MATERIAL TO PROCESS -
- - -
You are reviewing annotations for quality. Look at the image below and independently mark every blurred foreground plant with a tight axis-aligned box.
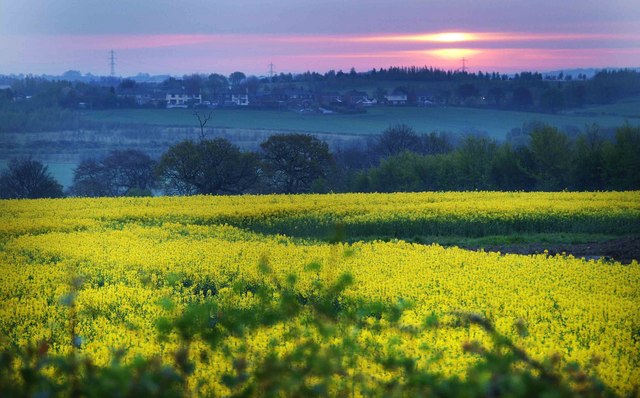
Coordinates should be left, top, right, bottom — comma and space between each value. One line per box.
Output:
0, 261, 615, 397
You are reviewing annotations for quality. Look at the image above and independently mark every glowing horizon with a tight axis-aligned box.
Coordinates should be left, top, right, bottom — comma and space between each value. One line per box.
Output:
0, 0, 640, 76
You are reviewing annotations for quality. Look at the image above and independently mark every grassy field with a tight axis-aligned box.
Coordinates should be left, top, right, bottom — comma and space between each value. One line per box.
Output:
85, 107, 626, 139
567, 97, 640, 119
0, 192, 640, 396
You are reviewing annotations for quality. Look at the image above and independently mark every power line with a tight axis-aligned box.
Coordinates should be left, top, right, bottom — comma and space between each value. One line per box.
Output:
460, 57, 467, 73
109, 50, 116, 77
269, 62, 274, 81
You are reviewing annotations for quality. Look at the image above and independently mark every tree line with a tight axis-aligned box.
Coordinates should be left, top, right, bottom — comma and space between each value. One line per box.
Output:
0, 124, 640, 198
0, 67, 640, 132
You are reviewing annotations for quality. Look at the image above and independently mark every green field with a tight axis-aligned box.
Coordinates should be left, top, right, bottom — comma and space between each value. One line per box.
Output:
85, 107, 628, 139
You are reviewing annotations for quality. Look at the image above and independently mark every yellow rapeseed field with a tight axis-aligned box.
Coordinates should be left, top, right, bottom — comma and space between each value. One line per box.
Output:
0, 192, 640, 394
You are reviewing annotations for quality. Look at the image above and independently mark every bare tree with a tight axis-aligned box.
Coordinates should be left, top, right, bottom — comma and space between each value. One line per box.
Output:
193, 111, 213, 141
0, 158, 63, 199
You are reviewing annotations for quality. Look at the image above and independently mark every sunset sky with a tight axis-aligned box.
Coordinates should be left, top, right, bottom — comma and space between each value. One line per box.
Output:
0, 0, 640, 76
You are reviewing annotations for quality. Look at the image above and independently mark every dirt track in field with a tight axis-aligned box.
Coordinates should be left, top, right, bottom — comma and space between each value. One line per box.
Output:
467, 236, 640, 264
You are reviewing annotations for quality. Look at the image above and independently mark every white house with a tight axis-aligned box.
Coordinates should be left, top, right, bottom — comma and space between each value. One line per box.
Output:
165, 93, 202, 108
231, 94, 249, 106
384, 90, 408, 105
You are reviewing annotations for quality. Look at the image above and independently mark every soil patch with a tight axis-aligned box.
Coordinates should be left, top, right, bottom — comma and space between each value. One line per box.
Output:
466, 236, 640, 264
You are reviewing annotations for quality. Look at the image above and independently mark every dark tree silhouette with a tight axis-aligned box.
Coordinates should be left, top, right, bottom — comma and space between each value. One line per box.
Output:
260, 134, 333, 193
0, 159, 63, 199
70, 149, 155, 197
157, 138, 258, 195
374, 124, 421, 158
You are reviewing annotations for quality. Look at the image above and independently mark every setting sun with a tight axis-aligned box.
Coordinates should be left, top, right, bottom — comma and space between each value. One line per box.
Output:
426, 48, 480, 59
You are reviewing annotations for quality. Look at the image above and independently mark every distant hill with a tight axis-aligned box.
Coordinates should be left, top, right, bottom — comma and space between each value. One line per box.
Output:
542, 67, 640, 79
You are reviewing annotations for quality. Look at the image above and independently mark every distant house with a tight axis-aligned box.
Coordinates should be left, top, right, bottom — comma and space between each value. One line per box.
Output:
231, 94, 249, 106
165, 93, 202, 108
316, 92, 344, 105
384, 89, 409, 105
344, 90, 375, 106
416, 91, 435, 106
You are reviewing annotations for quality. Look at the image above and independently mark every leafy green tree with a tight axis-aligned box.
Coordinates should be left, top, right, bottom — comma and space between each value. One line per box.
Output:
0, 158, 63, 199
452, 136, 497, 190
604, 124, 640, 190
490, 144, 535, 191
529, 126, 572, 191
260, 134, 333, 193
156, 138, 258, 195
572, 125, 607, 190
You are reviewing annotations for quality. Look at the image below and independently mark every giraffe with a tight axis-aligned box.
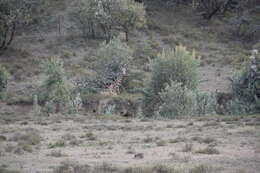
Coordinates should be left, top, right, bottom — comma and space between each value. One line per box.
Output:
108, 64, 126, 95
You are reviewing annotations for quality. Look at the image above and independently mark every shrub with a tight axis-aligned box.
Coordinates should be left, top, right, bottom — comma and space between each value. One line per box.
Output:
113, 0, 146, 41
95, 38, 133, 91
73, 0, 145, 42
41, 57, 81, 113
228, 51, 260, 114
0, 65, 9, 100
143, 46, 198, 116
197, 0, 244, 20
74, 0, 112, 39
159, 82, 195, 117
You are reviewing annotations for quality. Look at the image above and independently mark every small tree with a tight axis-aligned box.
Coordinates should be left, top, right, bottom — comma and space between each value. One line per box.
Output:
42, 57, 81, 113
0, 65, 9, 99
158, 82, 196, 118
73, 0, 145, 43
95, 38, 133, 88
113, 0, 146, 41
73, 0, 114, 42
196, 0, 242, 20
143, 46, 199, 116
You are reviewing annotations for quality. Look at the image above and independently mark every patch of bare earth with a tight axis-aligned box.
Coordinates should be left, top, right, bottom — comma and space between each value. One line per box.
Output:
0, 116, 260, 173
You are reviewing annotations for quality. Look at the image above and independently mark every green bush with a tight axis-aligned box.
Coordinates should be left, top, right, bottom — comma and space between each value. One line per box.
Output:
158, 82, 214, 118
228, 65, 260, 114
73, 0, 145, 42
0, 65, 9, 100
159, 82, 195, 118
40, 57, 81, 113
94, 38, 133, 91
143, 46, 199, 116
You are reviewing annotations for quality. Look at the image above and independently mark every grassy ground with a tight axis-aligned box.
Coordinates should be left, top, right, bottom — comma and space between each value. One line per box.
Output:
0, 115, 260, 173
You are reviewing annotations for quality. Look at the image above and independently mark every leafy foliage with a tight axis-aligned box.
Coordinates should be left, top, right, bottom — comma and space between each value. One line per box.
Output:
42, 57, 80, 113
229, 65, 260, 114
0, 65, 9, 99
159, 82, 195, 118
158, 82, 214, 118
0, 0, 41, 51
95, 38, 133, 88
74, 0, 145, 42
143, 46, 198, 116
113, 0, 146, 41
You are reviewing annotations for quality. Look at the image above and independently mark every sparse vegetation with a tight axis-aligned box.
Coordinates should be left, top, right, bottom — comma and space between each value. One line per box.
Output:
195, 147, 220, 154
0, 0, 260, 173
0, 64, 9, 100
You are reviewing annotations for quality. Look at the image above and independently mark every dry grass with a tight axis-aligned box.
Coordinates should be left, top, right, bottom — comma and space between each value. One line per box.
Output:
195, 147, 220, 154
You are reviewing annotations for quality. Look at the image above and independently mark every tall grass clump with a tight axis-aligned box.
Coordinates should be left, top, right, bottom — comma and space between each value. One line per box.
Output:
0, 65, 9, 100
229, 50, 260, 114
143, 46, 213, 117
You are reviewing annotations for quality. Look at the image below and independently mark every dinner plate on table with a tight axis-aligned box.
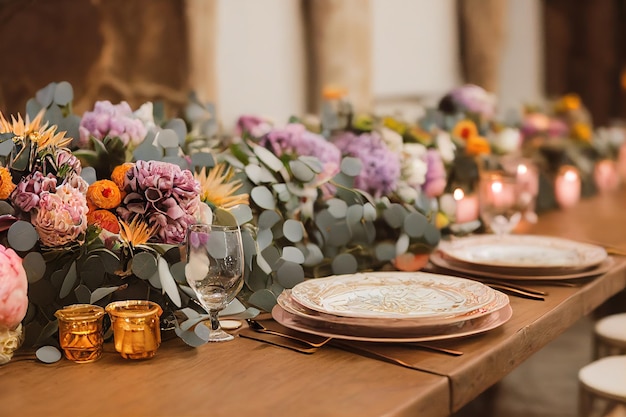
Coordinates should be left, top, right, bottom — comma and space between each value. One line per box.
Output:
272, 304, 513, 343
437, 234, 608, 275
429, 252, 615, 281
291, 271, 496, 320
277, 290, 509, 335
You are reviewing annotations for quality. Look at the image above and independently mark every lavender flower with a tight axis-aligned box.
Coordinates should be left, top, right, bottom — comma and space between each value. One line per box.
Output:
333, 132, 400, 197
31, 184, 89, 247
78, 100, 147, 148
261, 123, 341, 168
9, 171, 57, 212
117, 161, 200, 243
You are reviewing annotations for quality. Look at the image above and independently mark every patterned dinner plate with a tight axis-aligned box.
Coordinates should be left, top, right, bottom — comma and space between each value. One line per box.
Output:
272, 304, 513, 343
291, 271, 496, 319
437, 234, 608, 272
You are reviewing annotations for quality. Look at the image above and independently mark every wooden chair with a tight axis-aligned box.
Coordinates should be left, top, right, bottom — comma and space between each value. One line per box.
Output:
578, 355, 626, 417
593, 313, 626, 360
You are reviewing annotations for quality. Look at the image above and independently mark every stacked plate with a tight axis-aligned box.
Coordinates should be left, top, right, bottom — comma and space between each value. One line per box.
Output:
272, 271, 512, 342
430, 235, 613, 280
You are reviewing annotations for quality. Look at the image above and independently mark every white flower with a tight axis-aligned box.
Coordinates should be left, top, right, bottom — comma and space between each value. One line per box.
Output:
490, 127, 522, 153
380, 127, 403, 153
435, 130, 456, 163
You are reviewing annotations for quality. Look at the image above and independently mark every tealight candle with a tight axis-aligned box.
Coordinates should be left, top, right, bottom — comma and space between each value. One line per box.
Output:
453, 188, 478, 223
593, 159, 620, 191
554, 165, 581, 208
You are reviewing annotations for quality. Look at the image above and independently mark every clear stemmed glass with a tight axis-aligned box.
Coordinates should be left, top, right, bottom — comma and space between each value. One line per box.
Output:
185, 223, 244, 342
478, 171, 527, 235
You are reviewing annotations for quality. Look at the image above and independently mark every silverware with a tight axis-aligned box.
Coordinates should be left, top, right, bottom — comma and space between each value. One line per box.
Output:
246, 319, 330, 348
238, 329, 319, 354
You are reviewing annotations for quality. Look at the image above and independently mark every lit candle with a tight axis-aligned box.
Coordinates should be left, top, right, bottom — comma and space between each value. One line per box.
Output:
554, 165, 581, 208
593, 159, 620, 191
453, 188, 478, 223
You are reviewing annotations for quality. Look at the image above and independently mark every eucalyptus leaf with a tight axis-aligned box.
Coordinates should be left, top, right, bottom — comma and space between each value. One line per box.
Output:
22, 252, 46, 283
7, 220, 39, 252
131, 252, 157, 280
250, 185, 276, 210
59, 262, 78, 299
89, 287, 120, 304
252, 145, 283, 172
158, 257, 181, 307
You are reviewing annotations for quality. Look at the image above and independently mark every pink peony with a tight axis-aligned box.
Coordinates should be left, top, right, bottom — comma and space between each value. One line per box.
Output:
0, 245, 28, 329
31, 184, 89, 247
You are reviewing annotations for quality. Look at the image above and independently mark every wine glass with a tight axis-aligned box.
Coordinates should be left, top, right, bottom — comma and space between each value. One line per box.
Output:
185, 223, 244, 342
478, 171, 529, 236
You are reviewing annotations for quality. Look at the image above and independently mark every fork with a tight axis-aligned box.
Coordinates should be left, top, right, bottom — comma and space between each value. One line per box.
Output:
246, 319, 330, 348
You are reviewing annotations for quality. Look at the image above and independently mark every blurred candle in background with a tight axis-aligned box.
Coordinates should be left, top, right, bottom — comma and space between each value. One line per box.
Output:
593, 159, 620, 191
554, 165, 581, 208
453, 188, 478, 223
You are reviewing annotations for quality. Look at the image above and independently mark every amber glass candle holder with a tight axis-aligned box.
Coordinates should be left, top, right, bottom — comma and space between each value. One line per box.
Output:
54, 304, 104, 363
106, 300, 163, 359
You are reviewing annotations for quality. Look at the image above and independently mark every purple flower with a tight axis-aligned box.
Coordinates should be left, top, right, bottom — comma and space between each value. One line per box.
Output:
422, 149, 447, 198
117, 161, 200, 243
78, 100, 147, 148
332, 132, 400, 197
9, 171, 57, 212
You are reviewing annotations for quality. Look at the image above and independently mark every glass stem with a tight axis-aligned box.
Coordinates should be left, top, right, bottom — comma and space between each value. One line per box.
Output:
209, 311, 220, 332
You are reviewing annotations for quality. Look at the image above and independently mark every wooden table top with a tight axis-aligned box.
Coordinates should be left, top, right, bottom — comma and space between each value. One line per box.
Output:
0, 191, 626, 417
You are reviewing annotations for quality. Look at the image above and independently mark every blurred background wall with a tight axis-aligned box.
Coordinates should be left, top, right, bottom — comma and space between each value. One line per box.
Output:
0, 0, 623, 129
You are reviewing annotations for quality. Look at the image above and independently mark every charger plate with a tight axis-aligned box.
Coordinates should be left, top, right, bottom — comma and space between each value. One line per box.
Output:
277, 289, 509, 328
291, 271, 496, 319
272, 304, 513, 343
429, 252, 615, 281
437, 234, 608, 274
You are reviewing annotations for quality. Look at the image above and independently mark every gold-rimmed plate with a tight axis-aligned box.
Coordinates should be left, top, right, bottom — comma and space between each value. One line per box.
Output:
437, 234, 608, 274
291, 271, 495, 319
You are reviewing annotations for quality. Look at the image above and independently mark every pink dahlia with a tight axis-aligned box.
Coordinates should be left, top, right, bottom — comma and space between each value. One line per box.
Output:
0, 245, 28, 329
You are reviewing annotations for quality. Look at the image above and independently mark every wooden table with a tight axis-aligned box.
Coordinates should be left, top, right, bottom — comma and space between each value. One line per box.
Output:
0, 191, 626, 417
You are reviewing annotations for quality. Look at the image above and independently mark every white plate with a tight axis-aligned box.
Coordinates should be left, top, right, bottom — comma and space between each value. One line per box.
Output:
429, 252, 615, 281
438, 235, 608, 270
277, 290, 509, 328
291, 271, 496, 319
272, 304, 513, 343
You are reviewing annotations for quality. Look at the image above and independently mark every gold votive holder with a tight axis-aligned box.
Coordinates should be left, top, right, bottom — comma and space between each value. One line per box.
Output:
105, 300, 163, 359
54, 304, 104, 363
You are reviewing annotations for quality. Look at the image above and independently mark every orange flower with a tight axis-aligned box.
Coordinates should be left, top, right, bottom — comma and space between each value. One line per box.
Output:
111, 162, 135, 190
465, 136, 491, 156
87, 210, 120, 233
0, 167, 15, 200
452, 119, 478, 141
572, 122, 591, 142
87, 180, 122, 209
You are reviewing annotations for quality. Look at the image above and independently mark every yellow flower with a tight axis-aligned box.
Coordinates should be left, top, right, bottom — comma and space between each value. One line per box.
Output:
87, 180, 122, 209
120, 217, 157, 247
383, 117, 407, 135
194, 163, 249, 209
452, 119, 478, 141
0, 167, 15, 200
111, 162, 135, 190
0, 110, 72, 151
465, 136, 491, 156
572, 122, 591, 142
- - -
GOAL -
Retype the rows from the line containing "on table with a tight axis-aligned box." through the line containing "430, 235, 613, 280", including both of those lines, and leave the pictures out.

THE SOLUTION -
You are reviewing annotations for quality. Look at the image below and independently mark every dinner plate on table with a tight axis-aligned box.
Coordinates should be left, top, right, bottom — comma and space between each value. One line per box.
Output:
272, 304, 513, 343
437, 234, 608, 275
429, 252, 615, 281
291, 271, 496, 320
277, 290, 509, 335
You are reviewing annotations for quality. Look at the image above and independently mark every lavender flower with a tight axis-aligned box.
Coordinates should be left, top, right, bottom — comma and space between each value. One line per box.
Output:
333, 132, 400, 197
31, 184, 89, 247
78, 100, 147, 148
261, 123, 341, 168
9, 171, 57, 212
117, 161, 200, 243
You are reviewing annotations for quality. Look at the image above and independently mark every patterned dinner plate with a tight axis-aligned box.
Coordinates should be left, top, right, bottom — comma and space between each value. One line per box.
Output:
272, 304, 513, 343
291, 271, 496, 319
437, 234, 608, 272
You are reviewing annotations for quality. Look at the image above and independently mark every wooden chair with a tight axis-aligned box.
Coordinates should be left, top, right, bottom — comma and space between each value. One line per box.
Output:
578, 355, 626, 417
593, 313, 626, 360
You are reviewing annotations for quality. Look at the image above and independently mark every stacked plate with a tight axis-aligned box.
Coordinates should be left, top, right, bottom — comma and space between each value. One line per box.
Output:
272, 271, 512, 342
430, 235, 613, 280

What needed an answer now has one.